Pointing records
########################################
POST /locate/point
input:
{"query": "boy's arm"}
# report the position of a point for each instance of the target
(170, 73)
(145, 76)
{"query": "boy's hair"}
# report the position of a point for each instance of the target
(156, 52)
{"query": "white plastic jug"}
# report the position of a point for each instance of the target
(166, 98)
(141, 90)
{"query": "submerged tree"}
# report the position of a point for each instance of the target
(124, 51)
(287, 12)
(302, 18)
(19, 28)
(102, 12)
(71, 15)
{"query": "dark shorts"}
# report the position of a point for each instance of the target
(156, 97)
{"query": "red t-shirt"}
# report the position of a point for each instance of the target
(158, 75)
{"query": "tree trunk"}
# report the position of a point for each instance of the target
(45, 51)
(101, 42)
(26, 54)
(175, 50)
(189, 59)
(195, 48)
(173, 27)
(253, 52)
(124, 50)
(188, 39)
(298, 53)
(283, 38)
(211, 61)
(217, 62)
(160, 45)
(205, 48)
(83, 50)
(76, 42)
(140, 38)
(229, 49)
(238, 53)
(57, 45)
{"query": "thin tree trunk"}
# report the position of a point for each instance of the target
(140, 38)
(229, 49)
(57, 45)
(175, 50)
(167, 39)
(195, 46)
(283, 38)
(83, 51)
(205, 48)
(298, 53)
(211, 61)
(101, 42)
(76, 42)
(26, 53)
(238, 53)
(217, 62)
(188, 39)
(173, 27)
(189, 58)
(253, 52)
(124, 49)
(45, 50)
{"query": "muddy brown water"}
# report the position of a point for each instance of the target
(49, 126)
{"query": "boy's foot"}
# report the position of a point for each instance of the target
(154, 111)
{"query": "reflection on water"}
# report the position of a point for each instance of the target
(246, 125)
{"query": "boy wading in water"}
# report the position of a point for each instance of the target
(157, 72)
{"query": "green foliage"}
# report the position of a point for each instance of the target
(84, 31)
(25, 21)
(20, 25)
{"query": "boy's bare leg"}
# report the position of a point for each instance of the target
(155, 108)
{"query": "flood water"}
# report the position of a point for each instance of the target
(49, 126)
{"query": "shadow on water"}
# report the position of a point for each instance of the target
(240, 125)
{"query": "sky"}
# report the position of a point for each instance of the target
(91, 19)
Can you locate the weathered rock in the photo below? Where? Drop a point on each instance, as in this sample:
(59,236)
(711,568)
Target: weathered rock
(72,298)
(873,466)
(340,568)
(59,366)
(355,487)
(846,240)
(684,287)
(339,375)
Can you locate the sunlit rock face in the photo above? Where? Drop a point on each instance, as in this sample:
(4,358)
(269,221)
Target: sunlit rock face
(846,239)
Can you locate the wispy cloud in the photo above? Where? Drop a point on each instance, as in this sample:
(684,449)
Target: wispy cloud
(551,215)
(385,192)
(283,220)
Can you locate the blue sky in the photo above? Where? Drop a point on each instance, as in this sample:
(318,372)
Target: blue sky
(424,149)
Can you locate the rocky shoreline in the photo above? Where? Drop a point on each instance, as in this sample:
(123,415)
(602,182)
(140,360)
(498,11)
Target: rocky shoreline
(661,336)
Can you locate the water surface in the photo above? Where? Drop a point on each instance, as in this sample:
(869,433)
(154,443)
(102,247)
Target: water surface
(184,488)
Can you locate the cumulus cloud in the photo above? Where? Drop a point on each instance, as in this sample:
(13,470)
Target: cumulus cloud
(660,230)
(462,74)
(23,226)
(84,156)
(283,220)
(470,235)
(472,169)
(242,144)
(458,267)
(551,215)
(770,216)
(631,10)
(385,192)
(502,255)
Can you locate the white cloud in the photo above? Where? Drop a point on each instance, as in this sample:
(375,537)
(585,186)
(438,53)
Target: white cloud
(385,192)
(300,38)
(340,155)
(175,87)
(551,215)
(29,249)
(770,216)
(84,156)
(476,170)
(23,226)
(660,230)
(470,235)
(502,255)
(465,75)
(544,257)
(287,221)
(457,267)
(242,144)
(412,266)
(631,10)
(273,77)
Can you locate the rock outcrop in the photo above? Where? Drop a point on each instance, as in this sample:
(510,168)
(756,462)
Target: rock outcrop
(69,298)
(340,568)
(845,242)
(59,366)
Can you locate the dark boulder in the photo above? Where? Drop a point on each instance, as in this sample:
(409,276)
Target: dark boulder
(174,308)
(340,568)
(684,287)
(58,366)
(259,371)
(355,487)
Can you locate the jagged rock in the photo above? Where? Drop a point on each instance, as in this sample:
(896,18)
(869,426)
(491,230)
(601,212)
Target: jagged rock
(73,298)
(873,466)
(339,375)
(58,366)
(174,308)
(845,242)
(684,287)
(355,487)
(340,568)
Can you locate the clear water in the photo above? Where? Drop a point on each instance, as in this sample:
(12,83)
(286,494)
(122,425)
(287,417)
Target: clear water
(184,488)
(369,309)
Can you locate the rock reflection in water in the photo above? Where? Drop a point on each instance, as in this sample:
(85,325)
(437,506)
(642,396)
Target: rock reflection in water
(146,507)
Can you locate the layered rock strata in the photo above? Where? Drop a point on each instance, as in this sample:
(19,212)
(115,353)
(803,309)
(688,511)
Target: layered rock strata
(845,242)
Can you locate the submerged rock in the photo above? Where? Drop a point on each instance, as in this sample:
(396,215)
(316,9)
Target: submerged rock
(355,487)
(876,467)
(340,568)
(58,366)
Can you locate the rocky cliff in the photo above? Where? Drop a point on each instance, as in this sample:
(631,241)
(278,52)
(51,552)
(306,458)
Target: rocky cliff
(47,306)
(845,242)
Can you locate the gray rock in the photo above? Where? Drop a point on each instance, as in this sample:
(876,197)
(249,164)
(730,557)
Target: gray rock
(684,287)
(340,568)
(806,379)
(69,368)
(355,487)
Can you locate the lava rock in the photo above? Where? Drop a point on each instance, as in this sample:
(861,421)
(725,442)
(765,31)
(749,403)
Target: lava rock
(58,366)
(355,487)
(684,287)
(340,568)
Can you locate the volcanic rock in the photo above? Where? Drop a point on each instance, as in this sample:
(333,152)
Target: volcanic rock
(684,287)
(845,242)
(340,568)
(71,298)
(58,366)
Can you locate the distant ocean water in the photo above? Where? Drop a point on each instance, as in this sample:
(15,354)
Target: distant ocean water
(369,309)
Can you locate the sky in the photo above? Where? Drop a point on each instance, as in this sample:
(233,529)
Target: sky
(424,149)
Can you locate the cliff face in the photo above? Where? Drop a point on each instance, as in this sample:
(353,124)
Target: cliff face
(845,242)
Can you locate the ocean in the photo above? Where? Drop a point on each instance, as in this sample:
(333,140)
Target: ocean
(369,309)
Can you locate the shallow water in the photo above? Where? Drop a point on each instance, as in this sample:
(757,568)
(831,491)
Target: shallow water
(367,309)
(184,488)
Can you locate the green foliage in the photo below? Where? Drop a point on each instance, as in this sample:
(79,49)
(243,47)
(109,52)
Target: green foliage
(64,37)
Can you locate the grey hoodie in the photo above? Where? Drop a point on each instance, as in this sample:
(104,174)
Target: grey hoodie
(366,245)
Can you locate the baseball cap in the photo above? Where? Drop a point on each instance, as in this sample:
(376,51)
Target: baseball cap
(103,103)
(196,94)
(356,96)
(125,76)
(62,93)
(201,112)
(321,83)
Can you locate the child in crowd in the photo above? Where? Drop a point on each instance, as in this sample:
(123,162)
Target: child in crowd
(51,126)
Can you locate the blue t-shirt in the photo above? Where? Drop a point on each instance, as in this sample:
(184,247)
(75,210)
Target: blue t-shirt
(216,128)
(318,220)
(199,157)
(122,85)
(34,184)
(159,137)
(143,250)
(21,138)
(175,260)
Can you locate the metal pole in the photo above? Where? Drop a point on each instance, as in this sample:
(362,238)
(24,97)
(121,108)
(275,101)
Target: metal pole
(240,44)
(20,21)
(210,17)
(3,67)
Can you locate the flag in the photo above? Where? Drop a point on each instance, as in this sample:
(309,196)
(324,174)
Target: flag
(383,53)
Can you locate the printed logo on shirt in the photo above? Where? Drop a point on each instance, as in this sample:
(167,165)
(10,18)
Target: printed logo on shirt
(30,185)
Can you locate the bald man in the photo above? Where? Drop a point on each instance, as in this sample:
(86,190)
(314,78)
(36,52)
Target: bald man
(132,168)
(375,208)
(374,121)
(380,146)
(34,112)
########################################
#### WHAT YOU SHOULD DO
Your output consists solely of the lines from the one with "Can you locate the flag" through the last line, copied exactly.

#### SOLUTION
Can you locate the flag in the photo above? Where? Drop a point on each instance, as in this sample:
(309,196)
(324,174)
Target: flag
(383,53)
Can you locate the printed logo on shirt in the photo above? Where? Drop a point on each instance, as in this sample:
(167,165)
(10,18)
Target: printed logo on shirt
(30,185)
Can you locate the bald man in the photo above? Where? Drop a point on each instance, as in this sample:
(86,190)
(314,78)
(36,52)
Target: bald man
(132,168)
(375,208)
(374,121)
(380,146)
(34,112)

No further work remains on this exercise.